### What you should do
Copy the passage of the Texans article below that starts at the words "Why can't he" and ends after the words "supposed to be?".

### Article
The Texans follow with a football collapse of their own, blowing an 18-point lead to Andrew Luck and the Indianapolis Colts. It's unfair to link the two collapses — one is the type of real-life health event that most families have dealt with — and the other is . . . just well, an overhyped game played by well compensated grown men. Still, it's absurd not to acknowledge that the Texans were not the same team without Kubiak.
"Our young quarterback obviously made some great throws. Hit a lot higher percentage than their quarterback did. Had a lot higher quarterback rating than their quarterback did."
They were stunned. A little less sure of themselves. Things are different when the rock's not around.
"This is a tough league," defensive end J.J. Watt says.
One without mercy. The Colts pounce on the Texans' uncertainty like any top NFL team would, stealing the game 27-24. It doesn't matter how crazy, wild or unlikely your wins or losses are in the National Football League. It only matters if they are wins or losses.
"We've figured out some ways to lose games this year," Texans left guard Wade Smith says.
They sure have. And now the season is essentially over. You don't recover from 2-6 in the NFL. There is only one team in the AFC (thank goodness for those Jaguars!) with a worst record than the Super Bowl scheming Texans. Heck, even the joke Oakland Raiders are in better playoff position than Houston. The Texans' chance at making this a season went down when Wade Phillips' Bulls On Parade defense allowed 21 points in the last 15:05 of this Sunday Night Football national TV showcase.
"I thought all of those days were over," Johnson, the longest-suffering Texan, says of lost seasons like that 6-10 2010. ". . . To be in this position right now, is just not a good feeling."
The reality of another lost season doesn't mean there isn't real hope though. For on a night when Andrew Luck wins almost in spite of his own stats, Case Keenum makes his own potential impossible to miss.
The second-year quarterback throws for 350 yards and three touchdowns in his second career NFL start. His second active NFL game ever.
Season lost. Hope alive.
Fighting Andrew Luck's luck
This season's about just how good Case Keenum can become now. And as lost seasons go, that's not such a horrible position to be in. If you can develop an elite quarterback in the NFL, you guarantee yourself real steady success for years to come.
The common assumption is that the Texans are going to be in trouble for years to come because they'll have to deal with Andrew Luck in Indianapolis forever. But maybe, just maybe, the Colts should be a little concerned about the prospect of a decade of Case Keenum.
Why can't he develop into a top flight QB? Who says Keenum can't end up being better than Luck?
Indianapolis certainly can't handle Keenum on this Sunday night.
Why can't Case Keenum develop into a top flight quarterback? Who says he can't end up being better than Andrew Luck?
Those who scoff at such talk are just relying on the same tired metrics — height, hype and pedigree — that made so many NFL teams miss on Case Keenum in the first place. Why is Andrew Luck guaranteed to be better? Because he's supposed to be?
Wade Phillips — who knows a thing or two about football and quarterbacks — keeps noting how Luck is only 18 for 40 in his postgame press conference. Phillips clearly sees something else in Keenum.

Point annotation records:
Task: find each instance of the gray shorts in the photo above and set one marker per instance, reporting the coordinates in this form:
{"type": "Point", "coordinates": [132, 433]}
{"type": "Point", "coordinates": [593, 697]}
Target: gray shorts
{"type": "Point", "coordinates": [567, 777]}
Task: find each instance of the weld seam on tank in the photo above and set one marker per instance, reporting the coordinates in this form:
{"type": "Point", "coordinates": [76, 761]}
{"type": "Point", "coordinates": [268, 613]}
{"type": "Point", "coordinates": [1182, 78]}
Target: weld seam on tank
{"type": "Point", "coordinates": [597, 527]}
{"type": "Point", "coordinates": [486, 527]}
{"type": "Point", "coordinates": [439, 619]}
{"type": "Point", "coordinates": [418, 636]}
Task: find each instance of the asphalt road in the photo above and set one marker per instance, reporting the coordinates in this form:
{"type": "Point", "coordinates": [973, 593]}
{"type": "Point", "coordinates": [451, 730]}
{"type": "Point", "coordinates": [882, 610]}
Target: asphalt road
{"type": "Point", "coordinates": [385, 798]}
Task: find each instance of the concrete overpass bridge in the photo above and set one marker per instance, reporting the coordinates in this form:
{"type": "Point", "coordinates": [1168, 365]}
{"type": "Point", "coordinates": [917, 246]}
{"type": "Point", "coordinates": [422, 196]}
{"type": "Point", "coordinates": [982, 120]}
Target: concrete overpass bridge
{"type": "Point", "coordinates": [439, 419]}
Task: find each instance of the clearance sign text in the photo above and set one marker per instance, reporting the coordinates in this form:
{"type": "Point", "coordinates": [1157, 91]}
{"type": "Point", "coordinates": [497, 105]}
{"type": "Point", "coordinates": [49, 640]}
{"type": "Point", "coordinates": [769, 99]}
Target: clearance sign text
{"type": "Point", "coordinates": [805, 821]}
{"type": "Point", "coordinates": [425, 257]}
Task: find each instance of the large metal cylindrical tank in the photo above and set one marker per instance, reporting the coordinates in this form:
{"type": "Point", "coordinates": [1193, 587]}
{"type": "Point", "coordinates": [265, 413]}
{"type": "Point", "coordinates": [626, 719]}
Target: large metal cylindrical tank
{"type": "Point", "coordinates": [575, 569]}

### Task output
Why can't he develop into a top flight QB? Who says Keenum can't end up being better than Luck?
Indianapolis certainly can't handle Keenum on this Sunday night.
Why can't Case Keenum develop into a top flight quarterback? Who says he can't end up being better than Andrew Luck?
Those who scoff at such talk are just relying on the same tired metrics — height, hype and pedigree — that made so many NFL teams miss on Case Keenum in the first place. Why is Andrew Luck guaranteed to be better? Because he's supposed to be?